**WRITTEN REQUEST**
List every line below that contains the word "wooden". Case counts.

**SUPPLIED DATA**
>> Start
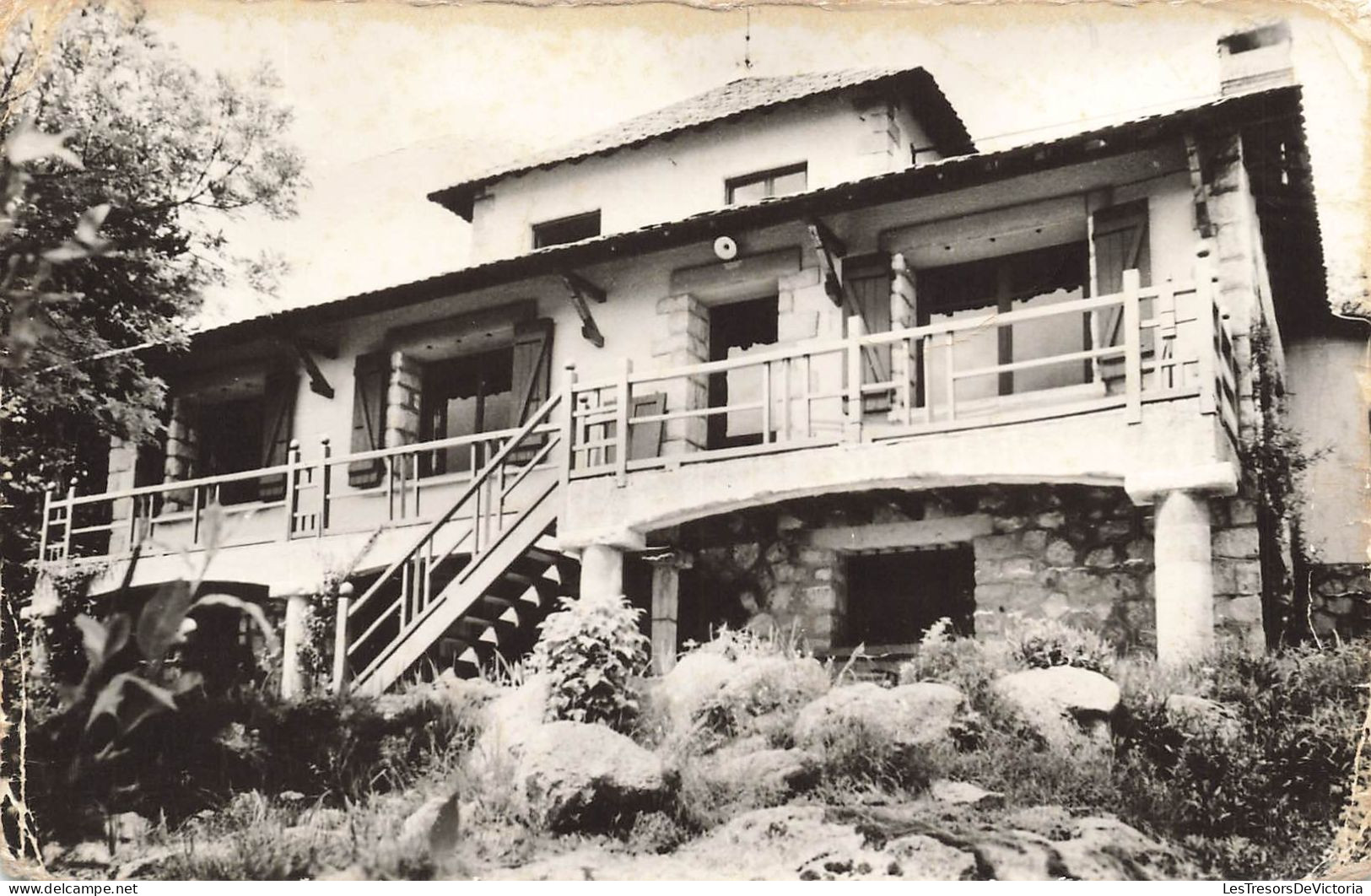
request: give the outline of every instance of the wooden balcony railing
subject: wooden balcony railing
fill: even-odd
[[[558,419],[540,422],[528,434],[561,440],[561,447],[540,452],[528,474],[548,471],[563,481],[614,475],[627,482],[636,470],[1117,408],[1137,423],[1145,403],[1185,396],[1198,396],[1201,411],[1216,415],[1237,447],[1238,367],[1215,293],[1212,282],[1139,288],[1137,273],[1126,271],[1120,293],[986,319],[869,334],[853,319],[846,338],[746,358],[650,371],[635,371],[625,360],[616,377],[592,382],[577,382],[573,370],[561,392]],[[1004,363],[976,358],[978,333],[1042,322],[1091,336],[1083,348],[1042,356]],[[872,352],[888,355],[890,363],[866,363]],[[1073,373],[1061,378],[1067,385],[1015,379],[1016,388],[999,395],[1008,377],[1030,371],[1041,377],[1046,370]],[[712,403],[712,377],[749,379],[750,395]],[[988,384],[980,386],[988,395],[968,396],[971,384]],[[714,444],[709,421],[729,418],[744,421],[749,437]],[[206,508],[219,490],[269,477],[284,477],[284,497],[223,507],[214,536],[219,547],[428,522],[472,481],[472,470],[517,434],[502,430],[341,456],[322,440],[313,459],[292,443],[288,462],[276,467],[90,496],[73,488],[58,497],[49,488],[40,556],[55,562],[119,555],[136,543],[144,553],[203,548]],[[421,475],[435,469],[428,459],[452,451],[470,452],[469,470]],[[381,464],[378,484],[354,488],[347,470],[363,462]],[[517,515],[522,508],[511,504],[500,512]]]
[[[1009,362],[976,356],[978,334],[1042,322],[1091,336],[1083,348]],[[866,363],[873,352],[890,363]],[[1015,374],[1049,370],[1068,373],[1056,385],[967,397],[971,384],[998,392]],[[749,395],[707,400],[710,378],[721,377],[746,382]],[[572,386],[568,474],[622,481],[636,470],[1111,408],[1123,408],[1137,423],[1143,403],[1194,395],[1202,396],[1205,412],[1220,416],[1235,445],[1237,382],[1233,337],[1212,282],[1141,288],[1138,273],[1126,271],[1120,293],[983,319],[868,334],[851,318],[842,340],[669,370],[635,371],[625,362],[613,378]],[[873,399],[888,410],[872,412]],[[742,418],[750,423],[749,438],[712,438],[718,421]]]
>> End
>> Start
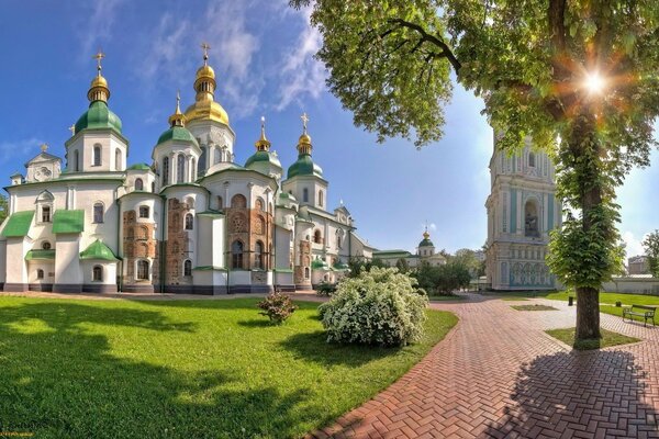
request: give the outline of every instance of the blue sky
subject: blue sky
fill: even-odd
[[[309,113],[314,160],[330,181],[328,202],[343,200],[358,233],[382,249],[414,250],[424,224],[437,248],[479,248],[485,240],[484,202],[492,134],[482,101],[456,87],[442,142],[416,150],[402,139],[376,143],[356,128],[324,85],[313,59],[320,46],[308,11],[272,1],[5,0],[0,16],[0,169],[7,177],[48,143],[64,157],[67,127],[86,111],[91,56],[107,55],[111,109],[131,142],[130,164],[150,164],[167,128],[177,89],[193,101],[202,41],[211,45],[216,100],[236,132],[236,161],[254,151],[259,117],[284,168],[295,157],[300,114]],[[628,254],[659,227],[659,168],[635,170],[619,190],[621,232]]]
>> End
**WRITTEN ANSWER**
request: give the outline of every instance of the wooden balcony railing
subject: wooden balcony railing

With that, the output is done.